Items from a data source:

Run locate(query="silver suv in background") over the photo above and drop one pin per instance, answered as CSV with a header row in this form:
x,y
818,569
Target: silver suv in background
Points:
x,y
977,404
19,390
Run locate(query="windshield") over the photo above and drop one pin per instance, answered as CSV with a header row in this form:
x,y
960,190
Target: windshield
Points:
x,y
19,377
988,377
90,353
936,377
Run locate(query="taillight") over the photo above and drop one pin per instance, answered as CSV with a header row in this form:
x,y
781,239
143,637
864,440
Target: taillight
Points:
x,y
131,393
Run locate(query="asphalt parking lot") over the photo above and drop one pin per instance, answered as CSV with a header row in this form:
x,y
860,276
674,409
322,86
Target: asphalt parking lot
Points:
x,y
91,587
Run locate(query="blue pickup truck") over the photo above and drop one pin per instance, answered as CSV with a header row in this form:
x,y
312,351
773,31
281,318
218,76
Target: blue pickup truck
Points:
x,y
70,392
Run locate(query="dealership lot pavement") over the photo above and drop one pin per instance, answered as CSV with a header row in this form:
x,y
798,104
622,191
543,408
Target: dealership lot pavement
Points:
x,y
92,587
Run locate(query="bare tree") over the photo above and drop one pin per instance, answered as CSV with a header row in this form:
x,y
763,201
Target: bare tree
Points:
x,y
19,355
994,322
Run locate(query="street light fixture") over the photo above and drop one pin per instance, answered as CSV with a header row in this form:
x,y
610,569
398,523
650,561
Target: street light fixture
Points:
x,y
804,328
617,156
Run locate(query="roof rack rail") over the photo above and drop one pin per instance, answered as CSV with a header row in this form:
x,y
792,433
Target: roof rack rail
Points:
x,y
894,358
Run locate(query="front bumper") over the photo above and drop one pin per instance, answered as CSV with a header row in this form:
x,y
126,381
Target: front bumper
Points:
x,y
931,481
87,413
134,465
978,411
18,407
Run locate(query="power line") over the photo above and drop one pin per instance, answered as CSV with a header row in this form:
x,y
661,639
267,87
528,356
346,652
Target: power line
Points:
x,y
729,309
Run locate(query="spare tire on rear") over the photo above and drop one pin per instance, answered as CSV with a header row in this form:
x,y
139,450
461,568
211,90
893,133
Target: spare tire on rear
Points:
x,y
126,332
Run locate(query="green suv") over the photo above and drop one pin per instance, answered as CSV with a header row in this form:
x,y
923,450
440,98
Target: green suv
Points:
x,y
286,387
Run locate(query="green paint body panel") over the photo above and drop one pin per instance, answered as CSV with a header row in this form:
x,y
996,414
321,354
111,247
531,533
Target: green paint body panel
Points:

● **YOUR GOAL**:
Word for word, write out each record shown above.

● **THE ANSWER**:
Run locate(query="silver suv in background") over the photo above and drop one pin per instance, answered as CSV with a header row in this form:
x,y
818,569
Target: silver suv in background
Points:
x,y
977,404
19,390
Run locate(query="windshield") over the photo above and drop one pin per instance, answered as CSV with a header row in this form:
x,y
960,190
Target: windshield
Points:
x,y
19,377
988,377
90,353
936,377
Run locate(query="taillight") over the photo above and drop one pin per instance, answered as CSV with a header row in this form:
x,y
781,239
143,637
864,440
Target: taillight
Points:
x,y
131,393
Run locate(query="asphalt parking lot") over the photo above and drop one pin per instance, answered as CSV with a header row in this form:
x,y
860,276
674,409
322,86
Target: asphalt parking lot
Points:
x,y
91,587
Run locate(query="blue pickup truck") over the photo above and drop one pin per instance, answered as CSV with a header row in this form:
x,y
312,351
773,31
281,318
218,76
Target: blue pickup truck
Points:
x,y
70,392
Run locate(query="dealership lot pavement") over the photo above and drop one pin per instance, answered as CSV with a header row in this form:
x,y
798,104
622,191
543,408
Target: dealership lot pavement
Points:
x,y
92,587
Run locate(query="bare tree") over the photo above and drop one pin per instance, answered as CSV with a header row in this form:
x,y
763,201
Target: bare tree
Points:
x,y
19,355
994,322
Run locate(query="street light fixture") over the photo above and drop one pin per instance, answered as CSV with a header row in this form:
x,y
610,569
398,523
650,561
Target: street light fixture
Points:
x,y
804,328
617,156
Run locate(query="roof rack rail") over the photo above and drop one pin per instance, answered as CSV with a header row in this form:
x,y
792,433
Target: roof rack rail
Points:
x,y
894,358
Run locate(query="front bumper") over the photo above and drop one pin per instance, answered as CSV with a header row in this form:
x,y
126,381
Target: front bumper
Points:
x,y
931,481
87,413
134,465
978,411
18,407
Run locate(query="power line") over the photo above and drop one pin per instance, answered as CSV with a header row in this form:
x,y
661,639
267,87
528,356
346,652
Target: power line
Points:
x,y
729,309
Run locate(query="spare tire on rear") over the photo above and drop one pin per instance, answered as CSV with a header row in this form:
x,y
139,450
461,568
211,90
893,133
Target: spare tire on rear
Points:
x,y
126,332
Run locate(query="green suv") over the photo above and drop one pin per instance, answered as CSV with a header row in this form:
x,y
923,450
440,98
Target: green suv
Points:
x,y
286,387
Run locate(query="green paint body panel") over the photo above and drop one pin per instance, answered as CSV with a header row in this form:
x,y
996,414
321,354
111,247
531,533
Target: green paint body panel
Points:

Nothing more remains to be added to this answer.